(Excerpt to read)
Roland C. Daniels (November 30, 1950 – September 6, 1988) was an American professional wrestler, better known by his ring name, Leroy Brown. He took his ring name from the Jim Croce song about "Bad, Bad" Leroy Brown, which also became his theme song for a lot of his in ring appearances. He later used the ringname Elijah Akeem as he adopted a more militaristic black Muslim character, teaming with Kareem Muhammad as the Muslim Connection and later the Zambuie Express.

Brown started out his career working as a face in the south, portraying a simple, honest man who always backed up his friends. He later portrayed a heel, acting like an arrogant, rich, self-obsessed character. During his career he won a number of singles championships such as NWA Southern Heavyweight Championship and the NWA Mid-Atlantic Television Championship as well as a number of tag team championships, teaming with Muhammad to win the NWA Florida Global Tag Team Championship, NWA United States Tag Team Championship and AWA Southern Tag Team Championships.

Professional wrestling career
Daniels made his professional wrestling debut in 1977, adopting the ring name "Bad Bad" Leroy Brown, based on the Jim Croce song of the same name. In September, 1977 he took part in a tournament for the vacant NWA Southern Heavyweight Championship, his first major title opportunity, but he was eliminated in the early rounds. Next he traveled to Texas to work for Fritz Von Erich's NWA Big Time Wrestling. On March 31, 1978, Brown and Killer Tim Brooks teamed up to defeat José Lothario and Al Madril to win the NWA Texas Tag Team Championship, Brown's first championship. The reign only lasted a week before Brown and Brooks lost the championship to David and Kevin Von Erich.

By 1979 Leroy Brown began working in San Francisco for NWA Hollywood. Brown teamed up with Allen Coage and together they defeated Los Guerreros (Héctor and Mando Guerrero) to win the NWA Americas Tag Team Championship. They would later lose the belts to Mando Guerrero and Carlos Mata. Working for NWA Hollywood also allowed Brown to travel to Japan, touring with New Japan Pro-Wrestling (NJPW). During the tour he challenged Seiji Sakaguchi for the NWF North American Heavyweight Championship in July 1979 but Sakaguchi retained the title by disqualification. In his book Animal, George Steele describes Brown's problems in Japan, including how during a match a Japanese wrestler was trying to break a bottle over Brown's head but had not prepared it properly and it took several hard blows to break the bottle. The following day several Japanese wrestlers would watch the tape of the match over and over again, laughing at Brown's misfortune and pain. Back in San Francisco Brown defeated Chavo Guerrero to win the WWA Americas Heavyweight Championship, holding it for 50 days before losing it to Al Madril. In late 1979 Brown returned to the eastern coast, competing for Championship Wrestling from Florida. Initially he became involved in a feud with then NWA Florida Heavyweight Champion, Manny Fernandez facing him on several occasions during January. After that he moved on to facing Sweet Brown Sugar, whom he defeated to win the NWA Southern Heavyweight Championship. He would later lose it to Dusty Rhodes on February 16, 1980, Jacksonville, Florida. By late 1980 Brown ended up working for Bill Watts' Mid-South Wrestling, teaming with Ernie Ladd for most of his time in Mid-South. The two defeated Junkyard Dog and Terry Orndorff to win the Mid-South Tag Team Championship. They later trade the championship with Junkyard Dog and other partners such as Killer Karl Kox and Dick Murdoch.

(Record list)
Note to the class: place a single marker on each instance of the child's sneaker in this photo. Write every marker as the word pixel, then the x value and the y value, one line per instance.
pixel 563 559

* * *

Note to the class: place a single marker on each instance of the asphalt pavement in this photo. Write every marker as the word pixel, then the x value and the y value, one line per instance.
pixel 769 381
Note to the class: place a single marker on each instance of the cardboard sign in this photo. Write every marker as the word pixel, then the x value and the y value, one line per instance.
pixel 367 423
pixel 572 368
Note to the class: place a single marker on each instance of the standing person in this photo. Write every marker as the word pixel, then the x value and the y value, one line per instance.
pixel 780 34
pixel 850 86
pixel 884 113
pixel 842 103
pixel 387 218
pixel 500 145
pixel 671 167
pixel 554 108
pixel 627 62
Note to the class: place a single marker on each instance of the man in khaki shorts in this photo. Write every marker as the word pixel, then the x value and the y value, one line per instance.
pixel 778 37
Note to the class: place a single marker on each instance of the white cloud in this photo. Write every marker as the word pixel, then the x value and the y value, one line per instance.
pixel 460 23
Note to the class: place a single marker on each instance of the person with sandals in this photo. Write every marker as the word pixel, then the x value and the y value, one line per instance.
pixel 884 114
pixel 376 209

(List of tasks)
a: Could you restate the passage of the Leroy Brown profile starting at "Brown started out" and ending at "Tag Team Championships.", swapping "heel" for "villain"?
b: Can you turn the paragraph of the Leroy Brown profile that opens "Daniels made his professional wrestling debut" into a short list that keeps its main facts?
The material has no role in what you're asked here.

(Per-task answers)
a:
Brown started out his career working as a face in the south, portraying a simple, honest man who always backed up his friends. He later portrayed a villain, acting like an arrogant, rich, self-obsessed character. During his career he won a number of singles championships such as NWA Southern Heavyweight Championship and the NWA Mid-Atlantic Television Championship as well as a number of tag team championships, teaming with Muhammad to win the NWA Florida Global Tag Team Championship, NWA United States Tag Team Championship and AWA Southern Tag Team Championships.

b:
- Debuted in 1977 as "Bad Bad" Leroy Brown, a name based on the Jim Croce song.
- September 1977: entered a tournament for the vacant NWA Southern Heavyweight Championship, his first major title opportunity, and was eliminated in the early rounds.
- Went to Texas to work for Fritz Von Erich's NWA Big Time Wrestling.
- March 31, 1978: teamed with Killer Tim Brooks to defeat José Lothario and Al Madril for the NWA Texas Tag Team Championship, his first championship.
- Lost that title a week later to David and Kevin Von Erich.